## EXERCISE
Reproduce every one of the records below word for word, leaving out the picture.

## INFORMATION SHOWN

----------

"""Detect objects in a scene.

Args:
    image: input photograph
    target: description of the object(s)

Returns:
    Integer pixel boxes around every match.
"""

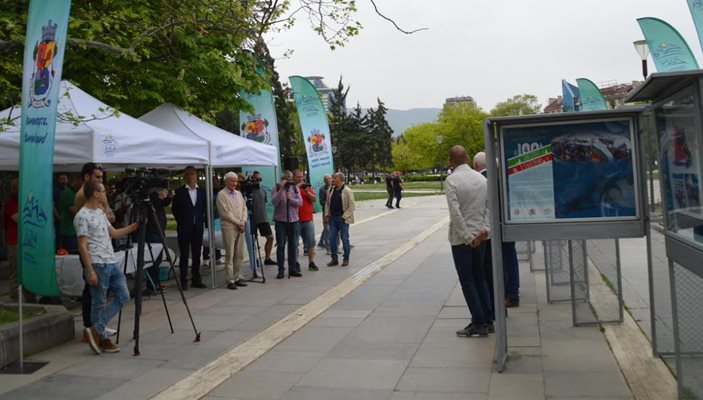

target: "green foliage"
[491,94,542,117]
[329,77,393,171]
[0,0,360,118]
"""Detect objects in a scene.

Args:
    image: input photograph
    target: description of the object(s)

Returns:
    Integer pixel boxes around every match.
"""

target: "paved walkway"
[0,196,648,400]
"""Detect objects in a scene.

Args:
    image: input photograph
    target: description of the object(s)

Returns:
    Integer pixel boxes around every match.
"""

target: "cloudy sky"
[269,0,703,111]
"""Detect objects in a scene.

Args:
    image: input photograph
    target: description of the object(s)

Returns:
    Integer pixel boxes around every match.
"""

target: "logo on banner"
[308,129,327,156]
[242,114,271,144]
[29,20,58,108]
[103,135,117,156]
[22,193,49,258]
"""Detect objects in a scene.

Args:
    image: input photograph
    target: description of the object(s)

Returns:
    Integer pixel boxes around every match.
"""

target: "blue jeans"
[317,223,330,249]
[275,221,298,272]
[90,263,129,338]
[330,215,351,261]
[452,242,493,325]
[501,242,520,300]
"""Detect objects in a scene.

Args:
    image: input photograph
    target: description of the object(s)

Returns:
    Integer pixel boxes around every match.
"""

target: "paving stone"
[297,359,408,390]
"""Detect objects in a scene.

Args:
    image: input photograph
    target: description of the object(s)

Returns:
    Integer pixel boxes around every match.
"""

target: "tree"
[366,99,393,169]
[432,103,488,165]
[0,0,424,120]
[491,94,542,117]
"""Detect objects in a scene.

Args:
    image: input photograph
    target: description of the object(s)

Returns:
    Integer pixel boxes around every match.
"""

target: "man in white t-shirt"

----------

## TASK OUTPUT
"""Detect objects in a scene.

Args:
    image: input photograph
    target: description of the object(s)

Returns:
    Integer pixel boxes around every match.
"""


target: "green foliage"
[491,94,542,117]
[329,77,393,171]
[0,0,360,118]
"""Detect objects in a scene.

Args:
    image: input photograph
    target: description of the object(s)

Returns:
    Integer pixel boxes around every match.
"""

target: "paved walkway"
[0,196,648,400]
"""Detect objects in a scene.

Args:
    image: input photograph
    target: description of the object(s)

Returns:
    Integer pixel boxes around every match.
"""

target: "cloudy sky"
[269,0,703,111]
"""Detect objects in a scene.

Args:
    image: input photograph
    target: description of the object(s)

Returns:
    Integer pixel boxes around every match.
"""

target: "logo on banner"
[308,129,327,156]
[242,114,271,144]
[29,20,58,108]
[103,135,117,156]
[22,193,49,258]
"""Detect objects in a scene.

Args:
    image: input photograph
    target: description of the object(s)

Returns:
    Integer pixel boxes around every match.
"""

target: "blue jeans"
[317,223,330,249]
[275,221,298,272]
[90,263,129,338]
[330,215,351,261]
[452,242,493,325]
[501,242,520,300]
"""Detect objects in a scene.

Args:
    image: input photograph
    target: description of the object(s)

Returns:
    Integer pixel boxes around every match.
"""

target: "paving stone"
[297,359,408,390]
"""Detect objects in a scene.

Args:
    image: input photograph
    target: description of the object(s)

Returns:
    Integer pixel boxes around every match.
"""

target: "tree"
[366,99,393,169]
[432,103,488,165]
[0,0,424,120]
[491,94,542,117]
"""Detect objects in a scene.

Args:
    image: input photograph
    target: description of the object(s)

Returns:
    Integer pixel boxes around every match.
"""

target: "man in white t-shirt"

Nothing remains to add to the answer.